Clean by Design guidelines—ASTM E55.03—are being drafted now with an anticipated mid-year release date. A second, updated edition is expected in 2024.

The goal of this completely new standard is to aid a step-change in production efficiency by increasing bioprocessing capacity while reducing cleaning time, cost, water, energy, and chemical usage.

“CIP cleaning time savings of more than 50%, and water and energy savings of 50–80%, are typical and dramatically increase productivity and capacity,” Richard Hall, mechanical engineer, Rattiinox, and technical lead of the ASTM E55.03 Clean-by-Design task force, tells GEN.

Equipment design hazards make clean in place (CIP) cleaning methods inefficient and questionably robust, and “overkill CIP wreaks havoc with soft-parts, requiring excessive maintenance to avoid cross contamination,” Hall says.

Unlike some standards, this one aims for clarity. It features graphics to illustrate CIP cleanability hazards and data to support science- and risk-based decisions.

ASTM E55.03 Clean by Design calls on equipment manufacturers to make CIP cleanability a priority. Its many points include:

  • Reducing the number of connections to vessels
  • Choosing process piping for real service flow
  • Flushing bioprocessing vessels as soon as they are empty
  • Defining “dry” and how it is measured
  • Avoiding dead legs in utilities and connecting pipework
  • Selecting components and instruments that can be cleaned robustly and quickly with minimal maintenance
  • Using hygienic pads rather than nozzles on vessels
  • Ensuring direct CIP spray impingement on residues in vessel components without thru-flow capability (instruments, vent valves, etc.)

(Recorded data)
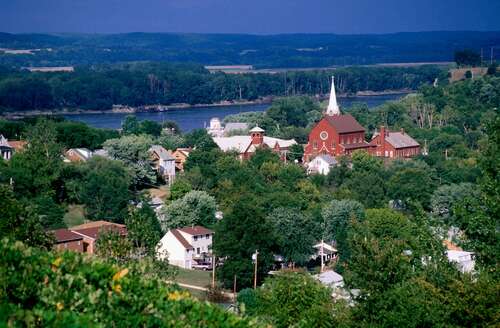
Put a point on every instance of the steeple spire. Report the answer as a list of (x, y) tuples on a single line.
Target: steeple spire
[(333, 107)]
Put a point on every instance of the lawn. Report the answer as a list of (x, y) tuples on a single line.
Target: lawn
[(194, 277), (74, 216)]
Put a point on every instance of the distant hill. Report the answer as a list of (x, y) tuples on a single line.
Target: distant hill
[(261, 51)]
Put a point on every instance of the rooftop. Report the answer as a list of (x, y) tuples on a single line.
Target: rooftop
[(344, 123)]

- **Your tasks**:
**1)** From the article on the Clean by Design standard, extract the passage starting with "The goal of" and going on through "and chemical usage.".
**2)** In the article on the Clean by Design standard, what range of water and energy savings is described as typical?
You can do without the records.

- **Solved problems**:
**1)**
The goal of this completely new standard is to aid a step-change in production efficiency by increasing bioprocessing capacity while reducing cleaning time, cost, water, energy, and chemical usage.

**2)** Savings of 50–80%.